Monday, September 1, 2014

It Wasn't Reasonable to Beat Dethorne Graham

If Ferguson police officer Darren Wilson is ever charged for killing Michael Brown, it's questionable whether Wilson will be found guilty of anything. It's hard for me to understand why, but it has a lot to do with a 1989 Supreme Court decision called Graham v. Connors.

This was in the days of the Rehnquist Court when SCOTUS was still somewhat moderate. Antonin Scalia and Anthony Kennedy are the only two justices still serving from that time, and they were pretty new on the court then. Other members included Sandra Day O'Connor and William Rehnquist, appointed by Ronald Reagan, but there were also Thurgood Marshall, William Brennan, Byron White, Harry Blackmun, and John Paul Stevens -- several of those names are thought of as the most civil rights- and civil liberties-oriented members to ever serve.

Yet they came to a unanimous decision in Graham. I admit I don't really understand the finding and the legal questions they seem to be answering. I wish someone with a law background would explain it to me.
──────────
▶ WORK ORDER A:
Decide whether each statement agrees with the post about the Graham decision, answering yes or no and quoting the words of the post that settle it.
(i) The justices reached a unanimous decision in Graham.
(ii) Graham v. Connors was decided in 1989.
(iii) Sandra Day O'Connor was appointed by Jimmy Carter.
▶ WORK ORDER B:
Using the post about the Graham decision, answer these questions:
(i) Which police officer does the post name?
(ii) Which two justices from that period does the post say are still serving?
(iii) What date appears at the top of the post?
▶ WORK ORDER C: Write a continuation of the post about the Graham decision, starting right after its last sentence.

Collected data:
──────────
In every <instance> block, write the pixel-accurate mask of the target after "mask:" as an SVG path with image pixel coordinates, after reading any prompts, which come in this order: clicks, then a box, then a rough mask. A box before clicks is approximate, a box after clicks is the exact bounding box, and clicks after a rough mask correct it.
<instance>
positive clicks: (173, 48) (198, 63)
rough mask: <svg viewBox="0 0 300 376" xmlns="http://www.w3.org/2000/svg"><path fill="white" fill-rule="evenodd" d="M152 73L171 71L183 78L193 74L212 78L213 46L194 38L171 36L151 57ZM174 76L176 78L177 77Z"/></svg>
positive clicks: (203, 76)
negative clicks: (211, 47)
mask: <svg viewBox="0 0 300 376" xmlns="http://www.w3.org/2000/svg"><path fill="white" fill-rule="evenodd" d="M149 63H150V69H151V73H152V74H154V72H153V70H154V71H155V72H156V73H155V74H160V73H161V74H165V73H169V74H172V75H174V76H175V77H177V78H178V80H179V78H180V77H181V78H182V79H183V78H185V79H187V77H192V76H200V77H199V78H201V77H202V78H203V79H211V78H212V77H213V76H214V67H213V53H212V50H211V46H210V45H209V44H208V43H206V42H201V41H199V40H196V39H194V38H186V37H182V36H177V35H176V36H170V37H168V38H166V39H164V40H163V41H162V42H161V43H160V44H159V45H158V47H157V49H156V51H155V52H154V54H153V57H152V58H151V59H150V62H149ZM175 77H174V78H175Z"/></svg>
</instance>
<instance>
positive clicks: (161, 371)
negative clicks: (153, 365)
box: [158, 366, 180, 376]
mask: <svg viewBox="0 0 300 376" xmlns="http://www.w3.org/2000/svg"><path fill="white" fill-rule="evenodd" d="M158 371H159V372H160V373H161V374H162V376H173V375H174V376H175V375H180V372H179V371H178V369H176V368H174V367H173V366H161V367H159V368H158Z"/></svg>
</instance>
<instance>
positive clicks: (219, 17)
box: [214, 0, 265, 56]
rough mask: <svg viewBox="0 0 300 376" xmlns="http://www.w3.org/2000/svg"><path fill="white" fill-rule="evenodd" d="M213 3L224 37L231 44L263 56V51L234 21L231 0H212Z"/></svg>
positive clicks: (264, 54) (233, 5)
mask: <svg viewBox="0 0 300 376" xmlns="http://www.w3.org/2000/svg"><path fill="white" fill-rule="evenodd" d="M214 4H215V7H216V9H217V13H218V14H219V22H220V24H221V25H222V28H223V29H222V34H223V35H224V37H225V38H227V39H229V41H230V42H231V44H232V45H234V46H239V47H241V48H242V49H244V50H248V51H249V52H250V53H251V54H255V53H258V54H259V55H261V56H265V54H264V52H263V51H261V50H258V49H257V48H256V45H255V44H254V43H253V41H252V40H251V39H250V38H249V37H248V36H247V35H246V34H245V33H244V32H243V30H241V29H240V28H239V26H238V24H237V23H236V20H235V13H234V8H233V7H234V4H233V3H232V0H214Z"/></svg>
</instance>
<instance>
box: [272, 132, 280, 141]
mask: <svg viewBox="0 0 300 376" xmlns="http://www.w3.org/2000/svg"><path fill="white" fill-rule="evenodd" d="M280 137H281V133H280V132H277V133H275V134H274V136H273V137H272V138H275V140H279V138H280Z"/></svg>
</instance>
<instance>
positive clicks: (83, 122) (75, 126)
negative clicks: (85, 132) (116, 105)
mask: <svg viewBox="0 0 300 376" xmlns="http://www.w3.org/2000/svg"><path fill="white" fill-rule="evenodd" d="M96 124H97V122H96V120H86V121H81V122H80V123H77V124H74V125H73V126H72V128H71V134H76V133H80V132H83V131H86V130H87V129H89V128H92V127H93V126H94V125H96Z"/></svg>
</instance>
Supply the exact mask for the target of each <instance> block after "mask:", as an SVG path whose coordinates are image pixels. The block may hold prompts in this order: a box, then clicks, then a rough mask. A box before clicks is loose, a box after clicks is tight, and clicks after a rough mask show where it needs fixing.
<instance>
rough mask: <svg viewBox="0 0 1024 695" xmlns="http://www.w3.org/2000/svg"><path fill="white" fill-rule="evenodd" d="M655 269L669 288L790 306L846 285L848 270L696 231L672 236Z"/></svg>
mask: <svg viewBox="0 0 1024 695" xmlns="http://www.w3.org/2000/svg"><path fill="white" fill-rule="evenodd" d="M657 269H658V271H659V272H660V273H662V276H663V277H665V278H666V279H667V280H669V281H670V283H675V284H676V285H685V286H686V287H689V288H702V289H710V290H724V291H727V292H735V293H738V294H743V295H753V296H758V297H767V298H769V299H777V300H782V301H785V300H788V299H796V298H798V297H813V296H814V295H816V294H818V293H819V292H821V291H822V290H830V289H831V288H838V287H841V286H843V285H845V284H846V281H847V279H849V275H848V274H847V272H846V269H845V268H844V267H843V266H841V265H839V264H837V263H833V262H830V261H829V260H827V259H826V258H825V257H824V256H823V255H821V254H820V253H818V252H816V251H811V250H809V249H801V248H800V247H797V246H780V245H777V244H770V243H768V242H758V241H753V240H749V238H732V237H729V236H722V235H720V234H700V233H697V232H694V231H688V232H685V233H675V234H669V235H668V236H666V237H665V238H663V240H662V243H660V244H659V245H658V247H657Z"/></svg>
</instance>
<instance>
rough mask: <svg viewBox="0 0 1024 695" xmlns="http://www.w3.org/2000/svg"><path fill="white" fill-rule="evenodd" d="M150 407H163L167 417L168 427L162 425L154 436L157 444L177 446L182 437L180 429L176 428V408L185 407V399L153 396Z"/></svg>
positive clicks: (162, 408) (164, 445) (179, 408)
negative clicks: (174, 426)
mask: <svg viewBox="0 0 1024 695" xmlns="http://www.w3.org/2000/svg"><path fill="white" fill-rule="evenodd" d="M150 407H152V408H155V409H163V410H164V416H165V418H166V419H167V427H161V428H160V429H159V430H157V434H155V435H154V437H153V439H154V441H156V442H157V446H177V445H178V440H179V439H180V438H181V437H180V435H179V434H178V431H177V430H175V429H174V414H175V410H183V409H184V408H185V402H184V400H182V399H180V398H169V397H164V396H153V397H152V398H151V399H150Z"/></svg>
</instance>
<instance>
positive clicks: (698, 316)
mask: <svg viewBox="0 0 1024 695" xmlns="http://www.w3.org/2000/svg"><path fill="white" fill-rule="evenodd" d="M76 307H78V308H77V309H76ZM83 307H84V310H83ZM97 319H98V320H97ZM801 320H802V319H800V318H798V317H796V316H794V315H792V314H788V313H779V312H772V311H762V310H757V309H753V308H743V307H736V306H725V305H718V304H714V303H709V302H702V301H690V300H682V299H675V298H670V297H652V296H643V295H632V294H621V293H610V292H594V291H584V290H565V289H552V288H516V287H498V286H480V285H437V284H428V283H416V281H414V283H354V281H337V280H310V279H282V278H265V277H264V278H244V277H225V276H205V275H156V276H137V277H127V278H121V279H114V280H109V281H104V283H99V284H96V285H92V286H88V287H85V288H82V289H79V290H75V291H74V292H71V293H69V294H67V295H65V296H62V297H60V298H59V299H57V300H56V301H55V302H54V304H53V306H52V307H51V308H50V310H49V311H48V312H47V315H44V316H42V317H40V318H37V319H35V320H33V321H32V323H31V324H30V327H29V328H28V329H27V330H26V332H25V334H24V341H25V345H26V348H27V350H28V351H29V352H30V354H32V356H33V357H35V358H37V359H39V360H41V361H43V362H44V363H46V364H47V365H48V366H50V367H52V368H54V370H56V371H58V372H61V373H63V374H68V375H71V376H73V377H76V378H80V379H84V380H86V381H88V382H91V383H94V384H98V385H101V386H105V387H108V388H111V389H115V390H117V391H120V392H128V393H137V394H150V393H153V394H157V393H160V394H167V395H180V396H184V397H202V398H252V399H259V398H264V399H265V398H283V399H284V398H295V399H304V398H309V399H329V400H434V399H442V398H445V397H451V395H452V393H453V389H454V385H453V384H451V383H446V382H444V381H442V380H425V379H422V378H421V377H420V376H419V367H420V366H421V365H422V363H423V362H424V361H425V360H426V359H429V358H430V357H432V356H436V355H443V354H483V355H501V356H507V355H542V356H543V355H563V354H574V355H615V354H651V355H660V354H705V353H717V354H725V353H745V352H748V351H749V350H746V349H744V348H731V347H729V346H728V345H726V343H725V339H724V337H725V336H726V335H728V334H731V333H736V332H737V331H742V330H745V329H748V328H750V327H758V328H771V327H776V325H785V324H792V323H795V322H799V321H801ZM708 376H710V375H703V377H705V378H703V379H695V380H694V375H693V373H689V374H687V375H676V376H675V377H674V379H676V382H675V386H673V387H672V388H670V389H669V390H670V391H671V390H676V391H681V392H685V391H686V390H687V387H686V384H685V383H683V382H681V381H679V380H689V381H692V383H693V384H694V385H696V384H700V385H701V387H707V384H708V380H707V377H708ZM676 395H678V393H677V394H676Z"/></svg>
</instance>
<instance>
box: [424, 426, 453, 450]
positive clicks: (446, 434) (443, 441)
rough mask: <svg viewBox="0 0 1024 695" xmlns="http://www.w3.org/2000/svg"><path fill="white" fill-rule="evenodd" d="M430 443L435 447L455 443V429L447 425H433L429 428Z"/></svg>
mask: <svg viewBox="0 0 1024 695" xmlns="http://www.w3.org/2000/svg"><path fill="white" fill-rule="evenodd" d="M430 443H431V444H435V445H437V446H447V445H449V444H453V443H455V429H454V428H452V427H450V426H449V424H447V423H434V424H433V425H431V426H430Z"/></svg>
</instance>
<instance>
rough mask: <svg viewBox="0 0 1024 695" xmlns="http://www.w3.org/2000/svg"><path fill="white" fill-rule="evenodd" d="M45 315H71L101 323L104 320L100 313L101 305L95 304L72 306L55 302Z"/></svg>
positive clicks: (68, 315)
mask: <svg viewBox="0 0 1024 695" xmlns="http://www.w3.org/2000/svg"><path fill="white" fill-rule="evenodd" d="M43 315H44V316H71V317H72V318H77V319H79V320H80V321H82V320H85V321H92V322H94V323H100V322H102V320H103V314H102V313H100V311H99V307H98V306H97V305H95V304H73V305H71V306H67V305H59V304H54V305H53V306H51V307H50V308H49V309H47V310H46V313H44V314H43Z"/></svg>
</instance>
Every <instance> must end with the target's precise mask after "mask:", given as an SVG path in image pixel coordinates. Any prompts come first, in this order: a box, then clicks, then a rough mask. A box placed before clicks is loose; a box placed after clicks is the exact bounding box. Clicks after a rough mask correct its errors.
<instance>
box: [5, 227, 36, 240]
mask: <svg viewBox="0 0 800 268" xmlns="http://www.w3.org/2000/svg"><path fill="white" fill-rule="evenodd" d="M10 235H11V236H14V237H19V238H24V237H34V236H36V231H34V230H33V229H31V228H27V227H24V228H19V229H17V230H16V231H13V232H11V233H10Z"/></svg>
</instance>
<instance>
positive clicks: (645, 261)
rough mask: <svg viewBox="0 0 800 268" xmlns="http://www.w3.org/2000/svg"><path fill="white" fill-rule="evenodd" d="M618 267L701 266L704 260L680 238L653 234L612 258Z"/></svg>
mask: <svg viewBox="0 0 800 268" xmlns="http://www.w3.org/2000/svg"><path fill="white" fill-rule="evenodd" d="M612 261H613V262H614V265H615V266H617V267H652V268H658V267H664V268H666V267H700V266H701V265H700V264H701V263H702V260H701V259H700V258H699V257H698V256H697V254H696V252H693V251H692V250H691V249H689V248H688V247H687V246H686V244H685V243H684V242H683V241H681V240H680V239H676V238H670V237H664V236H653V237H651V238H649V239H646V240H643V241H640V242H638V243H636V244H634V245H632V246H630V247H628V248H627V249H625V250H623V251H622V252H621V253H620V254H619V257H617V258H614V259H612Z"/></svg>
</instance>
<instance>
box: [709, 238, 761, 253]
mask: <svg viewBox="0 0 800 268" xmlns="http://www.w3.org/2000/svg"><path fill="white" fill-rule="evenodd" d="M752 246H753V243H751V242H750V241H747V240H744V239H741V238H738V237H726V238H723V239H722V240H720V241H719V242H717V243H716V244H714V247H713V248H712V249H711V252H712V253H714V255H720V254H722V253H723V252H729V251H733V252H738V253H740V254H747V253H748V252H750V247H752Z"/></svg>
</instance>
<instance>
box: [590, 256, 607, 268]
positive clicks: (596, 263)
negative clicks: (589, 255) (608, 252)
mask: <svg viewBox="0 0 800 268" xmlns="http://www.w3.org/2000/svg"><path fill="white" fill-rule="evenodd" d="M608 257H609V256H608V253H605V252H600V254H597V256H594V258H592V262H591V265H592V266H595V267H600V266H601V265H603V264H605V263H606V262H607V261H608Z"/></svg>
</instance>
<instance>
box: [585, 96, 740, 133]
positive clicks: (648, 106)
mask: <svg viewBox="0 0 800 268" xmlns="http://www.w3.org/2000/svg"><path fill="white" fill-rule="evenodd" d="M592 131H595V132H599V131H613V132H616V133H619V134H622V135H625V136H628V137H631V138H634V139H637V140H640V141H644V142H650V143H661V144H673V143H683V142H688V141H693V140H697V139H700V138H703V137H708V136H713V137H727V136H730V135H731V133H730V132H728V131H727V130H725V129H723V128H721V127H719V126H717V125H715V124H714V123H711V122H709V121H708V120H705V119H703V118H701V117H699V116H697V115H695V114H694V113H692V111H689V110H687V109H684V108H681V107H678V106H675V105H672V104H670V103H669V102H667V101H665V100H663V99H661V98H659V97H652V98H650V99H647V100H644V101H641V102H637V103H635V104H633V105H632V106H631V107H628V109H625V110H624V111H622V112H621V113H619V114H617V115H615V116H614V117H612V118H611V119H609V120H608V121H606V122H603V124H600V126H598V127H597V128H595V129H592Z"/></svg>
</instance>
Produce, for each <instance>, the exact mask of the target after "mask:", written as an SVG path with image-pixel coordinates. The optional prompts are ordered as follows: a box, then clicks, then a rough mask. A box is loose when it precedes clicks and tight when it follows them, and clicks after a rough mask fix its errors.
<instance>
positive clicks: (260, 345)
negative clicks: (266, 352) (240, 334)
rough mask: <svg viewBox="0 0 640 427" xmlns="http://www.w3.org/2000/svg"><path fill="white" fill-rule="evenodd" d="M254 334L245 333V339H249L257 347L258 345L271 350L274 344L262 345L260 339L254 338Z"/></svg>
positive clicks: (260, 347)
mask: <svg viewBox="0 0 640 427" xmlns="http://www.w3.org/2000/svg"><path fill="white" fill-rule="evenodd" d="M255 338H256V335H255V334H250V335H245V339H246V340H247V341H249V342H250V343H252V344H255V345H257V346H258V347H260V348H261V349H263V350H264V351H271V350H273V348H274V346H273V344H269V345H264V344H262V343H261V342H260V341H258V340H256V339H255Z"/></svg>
──────────
▶ EXERCISE RESPONSE A:
(i) Yes: "they came to a unanimous decision in Graham"
(ii) Yes: "a 1989 Supreme Court decision called Graham v. Connors"
(iii) No: "Sandra Day O'Connor and William Rehnquist, appointed by Ronald Reagan"

▶ EXERCISE RESPONSE B:
(i) Darren Wilson
(ii) Antonin Scalia and Anthony Kennedy
(iii) Monday, September 1, 2014

▶ EXERCISE RESPONSE C:
It seems to be about whether the 4th Amendment should be applied in the circumstances of an arrest, rather than the 14th. And that the decision is actually more in favor of citizens, because the 4th Amendment standard is based on a reasonableness of the cop's actions, while the 14th would require a more stringent standard where you'd have to prove the cops use of force was malicious.

Unspoken in the legal write-ups is the fact that the case took place in Charlotte, N.C., and that Dethorne Graham is black. No one mentions whether the cops were white or not.

But check out this description of the case and think about how low the meaning of "reasonable" can get (quoting the Wikipedia):
Petitioner Graham, a diabetic, asked his friend, Berry, to drive him to a convenience store to purchase orange juice to counteract the onset of an insulin reaction. Upon entering the store and seeing the number of people ahead of him, Graham hurried out and asked Berry to drive him to a friend's house instead.

Respondent Connor, a city police officer, became suspicious after seeing Graham hastily enter and leave the store, followed Berry's car, and made an investigative stop, ordering the pair to wait while he found out what had happened in the store. Respondent backup police officers arrived on the scene, handcuffed Graham, and ignored or rebuffed attempts to explain and treat Graham's condition.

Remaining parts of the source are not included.